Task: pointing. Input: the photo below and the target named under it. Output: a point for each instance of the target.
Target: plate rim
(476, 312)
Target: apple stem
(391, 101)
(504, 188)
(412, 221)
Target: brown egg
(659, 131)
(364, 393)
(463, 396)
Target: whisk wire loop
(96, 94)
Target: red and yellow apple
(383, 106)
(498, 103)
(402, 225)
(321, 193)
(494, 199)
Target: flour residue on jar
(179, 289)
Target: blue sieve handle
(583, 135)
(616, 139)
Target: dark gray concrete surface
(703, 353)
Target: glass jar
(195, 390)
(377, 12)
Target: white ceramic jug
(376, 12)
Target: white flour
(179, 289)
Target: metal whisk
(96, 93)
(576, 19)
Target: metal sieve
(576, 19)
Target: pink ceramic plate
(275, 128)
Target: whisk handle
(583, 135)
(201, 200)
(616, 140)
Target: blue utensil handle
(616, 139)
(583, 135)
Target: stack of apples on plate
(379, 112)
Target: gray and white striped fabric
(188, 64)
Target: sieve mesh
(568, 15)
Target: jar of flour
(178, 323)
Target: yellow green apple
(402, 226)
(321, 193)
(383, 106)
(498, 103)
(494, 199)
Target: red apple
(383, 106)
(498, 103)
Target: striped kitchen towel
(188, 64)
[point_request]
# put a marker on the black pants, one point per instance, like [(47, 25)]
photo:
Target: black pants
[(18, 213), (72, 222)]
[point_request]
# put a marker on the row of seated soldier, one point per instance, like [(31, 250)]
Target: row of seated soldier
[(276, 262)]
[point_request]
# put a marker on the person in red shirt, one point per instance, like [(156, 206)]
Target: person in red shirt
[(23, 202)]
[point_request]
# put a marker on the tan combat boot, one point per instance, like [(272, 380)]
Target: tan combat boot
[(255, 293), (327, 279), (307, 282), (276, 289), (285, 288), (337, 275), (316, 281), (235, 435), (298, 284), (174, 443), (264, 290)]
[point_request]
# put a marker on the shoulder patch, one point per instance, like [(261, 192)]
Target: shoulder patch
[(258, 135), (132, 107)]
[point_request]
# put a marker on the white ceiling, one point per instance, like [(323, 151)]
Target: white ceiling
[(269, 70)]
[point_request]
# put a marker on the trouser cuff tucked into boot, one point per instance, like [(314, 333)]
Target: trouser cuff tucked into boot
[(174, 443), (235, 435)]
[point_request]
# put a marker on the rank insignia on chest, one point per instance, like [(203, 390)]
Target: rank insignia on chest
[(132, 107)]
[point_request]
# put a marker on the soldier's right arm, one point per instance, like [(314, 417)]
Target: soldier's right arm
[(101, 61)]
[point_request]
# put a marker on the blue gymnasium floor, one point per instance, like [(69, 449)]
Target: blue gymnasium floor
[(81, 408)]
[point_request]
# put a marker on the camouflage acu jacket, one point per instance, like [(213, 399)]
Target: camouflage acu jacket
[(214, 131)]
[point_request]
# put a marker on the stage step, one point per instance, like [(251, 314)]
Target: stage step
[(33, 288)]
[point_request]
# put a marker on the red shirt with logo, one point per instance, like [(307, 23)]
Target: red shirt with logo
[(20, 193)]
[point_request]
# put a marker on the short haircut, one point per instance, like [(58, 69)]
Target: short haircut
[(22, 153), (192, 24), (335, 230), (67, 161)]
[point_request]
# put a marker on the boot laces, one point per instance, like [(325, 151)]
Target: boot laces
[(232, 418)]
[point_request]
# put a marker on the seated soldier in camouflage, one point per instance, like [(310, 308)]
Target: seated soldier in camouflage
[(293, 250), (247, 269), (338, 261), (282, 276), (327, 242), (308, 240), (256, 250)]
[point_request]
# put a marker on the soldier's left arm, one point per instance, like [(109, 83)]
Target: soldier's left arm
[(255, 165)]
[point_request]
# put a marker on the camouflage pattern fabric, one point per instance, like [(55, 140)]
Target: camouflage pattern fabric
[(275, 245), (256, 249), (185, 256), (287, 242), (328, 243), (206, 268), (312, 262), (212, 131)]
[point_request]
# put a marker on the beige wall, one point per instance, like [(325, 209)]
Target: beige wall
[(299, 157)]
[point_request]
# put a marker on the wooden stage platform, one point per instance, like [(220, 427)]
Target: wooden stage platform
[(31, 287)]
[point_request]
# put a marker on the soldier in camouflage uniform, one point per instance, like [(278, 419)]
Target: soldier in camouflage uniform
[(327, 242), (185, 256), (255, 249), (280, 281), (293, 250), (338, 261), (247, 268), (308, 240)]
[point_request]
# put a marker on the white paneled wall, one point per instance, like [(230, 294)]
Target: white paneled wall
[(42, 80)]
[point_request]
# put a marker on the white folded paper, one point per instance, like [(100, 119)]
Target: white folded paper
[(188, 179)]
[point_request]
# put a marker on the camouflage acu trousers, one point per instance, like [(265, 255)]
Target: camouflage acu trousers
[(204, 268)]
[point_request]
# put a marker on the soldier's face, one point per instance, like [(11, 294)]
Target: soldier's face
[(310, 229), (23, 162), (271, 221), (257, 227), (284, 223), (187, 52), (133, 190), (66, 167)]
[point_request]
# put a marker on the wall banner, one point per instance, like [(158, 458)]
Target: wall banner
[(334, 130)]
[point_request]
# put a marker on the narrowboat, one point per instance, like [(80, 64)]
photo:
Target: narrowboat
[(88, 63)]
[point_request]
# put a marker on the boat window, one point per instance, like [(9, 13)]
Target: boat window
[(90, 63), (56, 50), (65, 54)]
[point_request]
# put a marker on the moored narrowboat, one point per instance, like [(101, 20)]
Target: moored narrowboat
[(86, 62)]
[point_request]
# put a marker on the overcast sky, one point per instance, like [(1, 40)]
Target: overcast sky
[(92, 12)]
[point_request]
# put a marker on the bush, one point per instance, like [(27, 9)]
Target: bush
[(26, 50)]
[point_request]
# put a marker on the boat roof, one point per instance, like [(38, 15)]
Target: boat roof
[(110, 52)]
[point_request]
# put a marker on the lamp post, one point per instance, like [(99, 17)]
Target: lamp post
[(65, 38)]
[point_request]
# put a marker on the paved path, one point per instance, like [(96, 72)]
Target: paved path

* * * * *

**Try it:**
The data must be given again in full. Keep every line identical.

**Exercise output:**
Task: pointing. Input: the photo below and the target named under it. Output: a point for each instance of the target.
Target: plate rim
(476, 312)
Target: apple stem
(391, 101)
(504, 188)
(412, 221)
Target: brown egg
(659, 131)
(364, 393)
(463, 396)
Target: whisk wire loop
(96, 94)
Target: red and yellow apple
(383, 106)
(498, 103)
(402, 225)
(321, 193)
(494, 199)
Target: flour residue on jar
(179, 289)
Target: blue sieve handle
(583, 135)
(616, 139)
Target: dark gray concrete surface
(703, 353)
Target: glass jar
(195, 390)
(377, 12)
Target: white ceramic jug
(376, 12)
Target: white flour
(179, 289)
Target: metal whisk
(96, 93)
(576, 19)
Target: metal sieve
(576, 19)
Target: pink ceramic plate
(275, 128)
Target: whisk handle
(583, 135)
(201, 200)
(616, 140)
Target: blue utensil handle
(616, 139)
(583, 135)
Target: stack of apples on plate
(379, 112)
Target: gray and white striped fabric
(188, 64)
Target: sieve mesh
(568, 15)
Target: jar of flour
(178, 323)
Target: yellow green apple
(402, 226)
(321, 193)
(383, 106)
(498, 103)
(494, 199)
Target: red apple
(383, 106)
(498, 103)
Target: striped kitchen towel
(188, 64)
[point_request]
# put a marker on the black pants, one point per instance, like [(47, 25)]
photo:
Target: black pants
[(18, 213), (72, 222)]
[point_request]
# put a marker on the row of seated soldier, one point per instance, like [(31, 250)]
Target: row of seated soldier
[(276, 262)]
[point_request]
# put a marker on the person in red shirt, one point per instance, like [(156, 206)]
Target: person in red shirt
[(23, 202)]
[point_request]
# put a marker on the tan combat boot, one point per instance, like [(272, 380)]
Target: tan combat boot
[(255, 293), (327, 279), (307, 282), (276, 289), (285, 288), (337, 275), (316, 281), (235, 435), (298, 284), (174, 443), (264, 290)]
[point_request]
# put a marker on the shoulder patch, one point per instance, like [(261, 192)]
Target: shoulder patch
[(258, 135), (132, 107)]
[point_request]
# put a marker on the white ceiling, one point per instance, like [(323, 151)]
Target: white ceiling
[(269, 70)]
[point_request]
# put a marker on the trouser cuff tucked into boot, one point per instance, like [(314, 333)]
Target: trouser cuff tucked into boot
[(174, 443), (235, 435)]
[point_request]
# put a marker on the rank insignia on chest, one point per instance, like [(203, 390)]
Target: rank insignia on chest
[(132, 107)]
[point_request]
# put a marker on the soldier's right arm, one point per instance, like [(314, 417)]
Target: soldier's right arm
[(101, 61)]
[point_request]
# put a marker on the blue gymnasium floor, one point per instance, like [(69, 449)]
Target: blue gymnasium floor
[(81, 408)]
[point_request]
# put a marker on the camouflage acu jacket, one point per instance, like [(213, 399)]
Target: camouflage acu jacket
[(214, 131)]
[point_request]
# put a marker on the stage step, one point per instance, like [(251, 314)]
Target: stage step
[(33, 288)]
[point_request]
# put a marker on the red shirt with logo, one point per instance, like [(307, 23)]
Target: red shirt with logo
[(20, 193)]
[point_request]
# put a marker on the short haircut, one point per instance, like [(58, 69)]
Target: short haircut
[(22, 153), (192, 24), (335, 230), (67, 161)]
[point_request]
# put a marker on the boot laces, one point per instance, like [(325, 151)]
Target: boot laces
[(232, 418)]
[point_request]
# put a marker on the seated soldier in camouflage, one point per instance, like [(310, 308)]
Target: seated soldier in camouflage
[(293, 250), (247, 269), (338, 261), (282, 276), (327, 242), (308, 240), (256, 250)]
[point_request]
# put a marker on the soldier's left arm, one point per instance, like [(109, 83)]
Target: soldier's left arm
[(255, 165)]
[point_request]
# put a marker on the camouflage pattern fabric, one point per instance, like [(55, 140)]
Target: camouflage pattern fabric
[(275, 245), (256, 249), (185, 256), (287, 242), (328, 243), (206, 268), (312, 262), (212, 131)]
[point_request]
# put a marker on the beige wall, one point per instance, like [(325, 209)]
Target: beige wall
[(299, 157)]
[point_request]
# put a marker on the wooden stage platform, one point per instance, like [(220, 427)]
Target: wooden stage platform
[(31, 287)]
[point_request]
# put a marker on the soldier in camouflage uniform, one point per instance, like [(278, 419)]
Target: soldier in camouflage uniform
[(327, 242), (185, 256), (255, 249), (280, 281), (293, 250), (338, 261), (247, 268), (308, 240)]
[point_request]
# put a marker on the white paneled wall, one point per instance, like [(230, 294)]
Target: white paneled wall
[(42, 80)]
[point_request]
# put a marker on the white folded paper, one point per instance, like [(100, 119)]
Target: white folded paper
[(188, 179)]
[point_request]
# put a marker on the camouflage acu trousers, one point per instance, like [(265, 255)]
Target: camouflage acu trousers
[(204, 268)]
[point_request]
# put a marker on the soldier's face, one point per instance, like [(11, 294)]
Target: soldier's face
[(310, 229), (23, 162), (271, 221), (257, 227), (284, 223), (187, 52), (133, 190), (66, 167)]
[point_request]
# put a marker on the wall banner, one point per instance, like [(158, 458)]
Target: wall banner
[(334, 130)]
[point_request]
# put a marker on the narrowboat, one point per instance, like [(80, 64)]
photo:
Target: narrowboat
[(88, 63)]
[point_request]
# put a marker on the boat window, one point per instance, like [(9, 13)]
Target: boat window
[(90, 63), (56, 50), (65, 54)]
[point_request]
# put a marker on the moored narrowboat, one point per instance, like [(101, 20)]
Target: moored narrowboat
[(86, 62)]
[point_request]
# put a marker on the overcast sky, one point per instance, like [(1, 40)]
Target: overcast sky
[(92, 12)]
[point_request]
# put a marker on the bush, one point per instance, like [(27, 9)]
Target: bush
[(26, 50)]
[point_request]
# put a marker on the boat roof, one point per instance, like [(38, 15)]
Target: boat roof
[(110, 52)]
[point_request]
# put a marker on the lamp post, one point per instance, like [(99, 17)]
Target: lamp post
[(65, 38)]
[point_request]
# put a marker on the paved path, one point per instance, like [(96, 72)]
Target: paved path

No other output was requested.